- [Задание A]: Перечислите все газеты и журналы, которые упоминаются в отрывке.
- [Задание B]: Верните без изменений фрагмент отрывка от слов «Недавно, во время» до слов «о Мише Бошерницане.».

ДЕЛА ДАВНО МИНУВШИХ ДНЕЙ

Памяти Миши Бошерницана 

Исаак Корнфельд

Почти два года тому назад, в августе 2019-го года, в Хьюстоне, немного не дожив до 70 лет, умер мой близкий друг и замечательный математик Миша Бошерницан. Он много лет работал в Университете Райса, где планировали устроить конференцию, посвящённую его памяти.

Увы, в дело вмешался COVID, который много чего отменил, в том числе и эту встречу. Математические доклады и обсуждения сейчас научились великолепно проводить по ZOOMу. Но есть много вещей — не академических, а просто человеческих, которые всё-таки лучше делать не по ZOOMу, а по-старинке.

Хотелось бы, чтобы кто-нибудь рассказал о Мише и его математике. Я знаю только о некрологе, появившемся в газете Райского университета (Rice University News), и то по-английски. Несколько раз я пытался сам браться за перо, то бишь за компьютерную мышку. Для меня это занятие непривычное, и дело останавливалось, едва успев начаться. Что касается Мишиной математики, то найдутся люди, особенно его очень способные ученики последнего времени, которые лучше меня знакомы со многими его работами. А вспоминать на бумаге ушедших друзей мне раньше не приходилось.

Миша Бошерницан, 2017

Миша Бошерницан, 2017

Недавно, во время просмотра очередного номера журнала «Семь искусств», что-то щёлкнуло и побудило меня сделать ещё одну попытку. Попробую объяснить почему.

Большая часть этого номера состоит из воспоминаний, посвящённых памяти недавно ушедшего из жизни человека удивительной судьбы, одного из создателей российского физико-математического журнала «Квант», Юлия Брука. Это имя мне было известно. Знаком я с ним почти не был, но давным-давно пару раз мы встречались. Я даже смог легко восстановить, когда именно это было, оттого что хорошо помнил, что послужило поводом этих встреч. Первая из них была в 1965 году; о ней, даже о точной дате, напомнил мне листок бумаги, хранящийся до сих пор в моём письменном столе (чуть позже расскажу, что это за листок). А вторая — в 1988-м, примерно за полгода до эмиграции нашей семьи в Америку. Оба раза разговор шёл о Мише Бошерницане.

- [Предоставленные записи]:
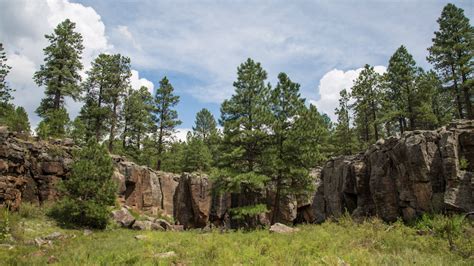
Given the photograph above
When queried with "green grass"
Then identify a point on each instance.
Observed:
(368, 243)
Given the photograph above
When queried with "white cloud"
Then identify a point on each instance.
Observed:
(127, 36)
(138, 82)
(181, 133)
(332, 83)
(23, 24)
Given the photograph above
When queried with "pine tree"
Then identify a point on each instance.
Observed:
(366, 93)
(165, 117)
(401, 94)
(16, 119)
(206, 129)
(288, 172)
(440, 98)
(197, 156)
(95, 113)
(173, 157)
(60, 75)
(205, 125)
(312, 136)
(120, 81)
(89, 190)
(245, 117)
(137, 120)
(451, 54)
(5, 90)
(344, 137)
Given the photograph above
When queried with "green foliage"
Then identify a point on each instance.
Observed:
(60, 75)
(30, 211)
(78, 131)
(451, 55)
(206, 129)
(344, 138)
(89, 190)
(16, 119)
(401, 94)
(245, 212)
(245, 117)
(54, 124)
(463, 163)
(197, 156)
(367, 104)
(137, 120)
(165, 117)
(5, 89)
(5, 229)
(370, 242)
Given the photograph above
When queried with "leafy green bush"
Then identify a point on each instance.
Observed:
(5, 230)
(89, 190)
(29, 210)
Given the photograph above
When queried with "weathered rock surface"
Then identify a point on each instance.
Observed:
(123, 217)
(193, 200)
(30, 170)
(282, 229)
(423, 171)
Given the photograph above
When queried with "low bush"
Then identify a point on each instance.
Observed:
(89, 191)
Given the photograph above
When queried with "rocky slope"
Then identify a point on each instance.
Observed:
(422, 171)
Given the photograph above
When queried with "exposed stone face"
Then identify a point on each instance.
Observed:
(193, 200)
(402, 177)
(123, 217)
(31, 169)
(422, 171)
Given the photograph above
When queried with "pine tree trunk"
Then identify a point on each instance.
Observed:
(402, 128)
(98, 121)
(160, 148)
(112, 128)
(467, 97)
(456, 92)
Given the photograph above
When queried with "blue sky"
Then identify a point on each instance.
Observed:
(199, 44)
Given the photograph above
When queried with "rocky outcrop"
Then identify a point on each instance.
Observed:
(30, 170)
(192, 200)
(419, 172)
(422, 171)
(145, 189)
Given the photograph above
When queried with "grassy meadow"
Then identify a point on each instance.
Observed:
(430, 241)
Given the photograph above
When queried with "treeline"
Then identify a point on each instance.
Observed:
(270, 136)
(406, 97)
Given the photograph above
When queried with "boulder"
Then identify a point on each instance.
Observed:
(192, 200)
(123, 217)
(282, 229)
(421, 171)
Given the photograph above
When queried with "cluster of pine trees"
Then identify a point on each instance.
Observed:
(406, 97)
(270, 136)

- [Ответ A]: газета Райского университета (Rice University News); журнал «Семь искусств»; российский физико-математический журнал «Квант»

- [Ответ B]:
Недавно, во время просмотра очередного номера журнала «Семь искусств», что-то щёлкнуло и побудило меня сделать ещё одну попытку. Попробую объяснить почему.

Большая часть этого номера состоит из воспоминаний, посвящённых памяти недавно ушедшего из жизни человека удивительной судьбы, одного из создателей российского физико-математического журнала «Квант», Юлия Брука. Это имя мне было известно. Знаком я с ним почти не был, но давным-давно пару раз мы встречались. Я даже смог легко восстановить, когда именно это было, оттого что хорошо помнил, что послужило поводом этих встреч. Первая из них была в 1965 году; о ней, даже о точной дате, напомнил мне листок бумаги, хранящийся до сих пор в моём письменном столе (чуть позже расскажу, что это за листок). А вторая — в 1988-м, примерно за полгода до эмиграции нашей семьи в Америку. Оба раза разговор шёл о Мише Бошерницане.